Cover Stories

Party Animal

coverwebPerhaps one of Burning Man’s strangest success stories, Santa Cruz’s Kris Kaufeldt—aka ‘White Tiger’—has turned his freaky dance moves into cult fame as a professional festival-goer

On a Thursday night in June at the Cocoanut Grove, ravers of all shapes and sizes wander throughout the carpeted ballroom. Tonight there is an event called Euphoric Bounce, an electronic music festival. From the ceiling drape tapestries of interlocking lotus flowers, making the room resemble the interior of a genie’s bottle. A strobe light flashes. Neon lights in all different colors splash across the walls. The DJ has been on stage for a while now, but it’s relatively early in the night, and the crowd is thin.

There are a few excitable young women who migrate around the room in small herds, wearing mismatched outfits combining a few different genres of fashion: flow-y gypsy skirts, for example, paired with combat boots and thigh-high fishnet stockings fastened with garters. Toward the back of the room, a pudgy young man with a faux raccoon tail dangling from his basketball shorts spins neon-glowing poi balls. It is just after 10 p.m.

To the side of the stage, Kris Kaufeldt stretches. A go-go dancer decked out in a mixture of American flag and zebra print apparel, Kaufeldt, whose stage name is the White Tiger, is here on assignment. His name appeared on the poster for the event as a “Special Guest,” underneath the lineup of DJs.

Doing lunges, he scans the room and listens to the gradual build-up of the DJ’s set, waiting for the right moment to do what he came here to do—bring this party to life.

When he takes the stage, Kaufeldt’s presence is undeniable. Towering 6 feet 7 inches, he takes up most of the space from the stage to the ceiling. The multi-colored laser lights being projected from the ceiling make neon streaks in Kaufeldt’s blond mullet.

Excerpted data
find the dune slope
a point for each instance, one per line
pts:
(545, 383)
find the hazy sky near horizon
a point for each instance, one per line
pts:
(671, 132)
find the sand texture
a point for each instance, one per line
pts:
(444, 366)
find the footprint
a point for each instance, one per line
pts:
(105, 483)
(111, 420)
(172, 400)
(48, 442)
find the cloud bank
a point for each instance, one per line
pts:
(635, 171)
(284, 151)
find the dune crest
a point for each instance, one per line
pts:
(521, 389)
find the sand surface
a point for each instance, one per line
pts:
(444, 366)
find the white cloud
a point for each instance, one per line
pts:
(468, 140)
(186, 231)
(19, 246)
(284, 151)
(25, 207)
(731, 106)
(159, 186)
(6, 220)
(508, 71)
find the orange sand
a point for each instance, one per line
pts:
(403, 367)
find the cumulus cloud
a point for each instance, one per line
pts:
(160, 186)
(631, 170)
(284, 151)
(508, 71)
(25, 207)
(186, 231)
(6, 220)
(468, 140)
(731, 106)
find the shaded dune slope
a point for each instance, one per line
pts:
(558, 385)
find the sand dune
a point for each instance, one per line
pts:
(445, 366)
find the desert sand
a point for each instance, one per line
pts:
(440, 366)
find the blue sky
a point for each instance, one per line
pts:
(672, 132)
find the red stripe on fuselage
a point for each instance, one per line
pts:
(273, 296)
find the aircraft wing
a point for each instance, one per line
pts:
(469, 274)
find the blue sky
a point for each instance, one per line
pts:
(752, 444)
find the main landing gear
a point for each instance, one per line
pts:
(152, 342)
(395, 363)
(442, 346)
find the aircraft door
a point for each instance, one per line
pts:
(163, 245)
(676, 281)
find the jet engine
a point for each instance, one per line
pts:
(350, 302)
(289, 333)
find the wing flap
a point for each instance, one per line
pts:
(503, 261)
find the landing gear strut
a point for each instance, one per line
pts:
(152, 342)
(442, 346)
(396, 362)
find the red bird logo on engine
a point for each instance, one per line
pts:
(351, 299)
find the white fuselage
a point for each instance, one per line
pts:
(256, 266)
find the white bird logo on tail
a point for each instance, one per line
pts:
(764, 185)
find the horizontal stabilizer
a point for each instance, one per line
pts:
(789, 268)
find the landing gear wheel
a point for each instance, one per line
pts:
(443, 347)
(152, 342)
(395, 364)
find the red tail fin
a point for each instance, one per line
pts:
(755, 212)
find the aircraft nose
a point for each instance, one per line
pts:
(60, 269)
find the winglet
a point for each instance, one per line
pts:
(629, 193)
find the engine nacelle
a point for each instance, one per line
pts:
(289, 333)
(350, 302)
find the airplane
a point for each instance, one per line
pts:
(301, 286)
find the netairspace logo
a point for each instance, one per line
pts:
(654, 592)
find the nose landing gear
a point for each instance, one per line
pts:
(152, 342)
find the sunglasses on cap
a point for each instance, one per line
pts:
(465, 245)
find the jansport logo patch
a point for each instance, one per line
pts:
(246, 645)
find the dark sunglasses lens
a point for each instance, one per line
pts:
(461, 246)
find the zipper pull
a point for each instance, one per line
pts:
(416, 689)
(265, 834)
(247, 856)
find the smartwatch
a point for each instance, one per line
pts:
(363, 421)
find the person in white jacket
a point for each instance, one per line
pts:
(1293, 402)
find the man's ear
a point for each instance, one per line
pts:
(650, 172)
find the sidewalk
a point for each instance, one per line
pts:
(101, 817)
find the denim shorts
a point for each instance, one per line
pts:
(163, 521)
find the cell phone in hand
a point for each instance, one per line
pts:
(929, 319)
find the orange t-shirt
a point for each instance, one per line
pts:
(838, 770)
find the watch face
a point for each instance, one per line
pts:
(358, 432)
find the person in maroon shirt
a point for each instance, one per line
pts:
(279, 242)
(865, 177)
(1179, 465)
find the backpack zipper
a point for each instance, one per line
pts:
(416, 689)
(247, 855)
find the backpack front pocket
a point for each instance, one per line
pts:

Requests
1. Rewrite the passage of the White Tiger article that begins at the words "Doing lunges, he" and stops after "party to life.", replacing "lunges" with "squats".
2. According to the White Tiger article, how tall is Kris Kaufeldt?
The data above has no connection to the White Tiger article.

Response list
1.
Doing squats, he scans the room and listens to the gradual build-up of the DJ’s set, waiting for the right moment to do what he came here to do—bring this party to life.

2. 6 feet 7 inches